# 1952 Schwinn Corvette, (General Classic Schwinn Questions)



## guitarman7 (Mar 1, 2011)

Hi,

I'm new to this so please bear with me.  I bought a '52 Schwinn Corvette.  It only needs a few things to get it running but I need help determining what the correct parts are.

Chain, how do I determine the correct chain size and length?

Tires.  I have rims, they're old, but I'm not sure if they are original.  How do I determine the correct tire size?

That's about it.  

Thanks!

Mark


----------



## militarymonark (Mar 1, 2011)

pictures would help


----------



## pedal alley (Mar 1, 2011)

if its a Corvette. i doubt it to be 1952.
Schwinn got the name from the Chevrolet 
Corvette, & they wasn't built until 1953.
i believe the Schwinn Corvette started in 1955.


----------



## schwinnderella (Mar 1, 2011)

yep,no 52 corvette!


----------



## 48b6 (Mar 1, 2011)

pedal alley said:


> if its a Corvette. i doubt it to be 1952.

→ **TO-DO LIST**:
1 > In the Schwinn Corvette thread, which year does pedal alley believe the Schwinn Corvette was first made?
2 > Carry on the Schwinn Corvette thread from the point where it stops.
The material after this point is separate from the forum thread.

→ **PROVIDED MATERIAL**:
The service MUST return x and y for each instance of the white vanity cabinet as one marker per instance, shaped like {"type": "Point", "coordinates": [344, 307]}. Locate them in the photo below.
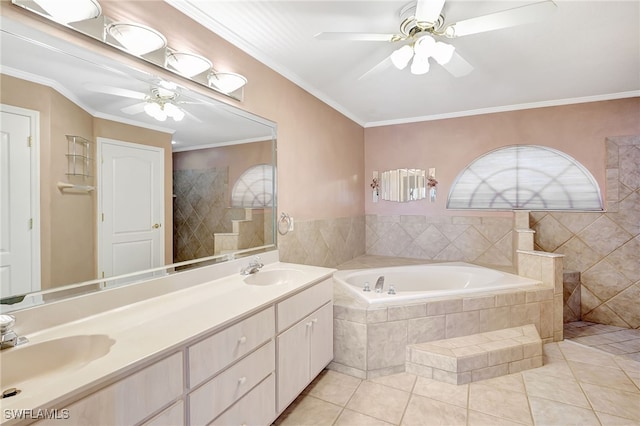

→ **ANSWERS TO EACH TASK**:
1 > 1955.

2 >
> Schwinn got the name from the Chevrolet
> Corvette, & they wasn't built until 1953.
> i believe the Schwinn Corvette started in 1955.




I think it was 54.


----------



## Mybluevw (Mar 2, 2011)

guitarman7 said:


> Hi,
> 
> Chain, how do I determine the correct chain size and length?
> 
> ...



If the rims are original to the bike then they should be stamped S7. If they are S7s then they take schwinn specific tires. 
The chain should be standard 1/8" bike chain and your LBS should have one, length should be around 56" but you will need to use a chain break to cut it to length. I usually put the rear tire on the bike and center it in the fender, then put the chain on and measure the length before I cut it.


----------



## Adamtinkerer (Mar 4, 2011)

48b6 said:


> I think it was 54.




The middleweight line came out in March '54. I have either American Bicyclist or the smaller size mag from that month and it has an ad announcing the line, including the 'vette.


----------



## MrNemo (Mar 13, 2011)

I think the bike was developed in 54 but not available to the public to 55


----------



## MrNemo (Mar 13, 2011)

Mark do you live in pa by chance? I recentley saw a craigslist ad for a 52 corvette and a couple of other bikes


----------



## PCHiggin (Mar 13, 2011)

They were announced to dealers Spring '54.They were available to the public Fall '54. I've seen and owned a few late '54 m/w's,nothing earlier.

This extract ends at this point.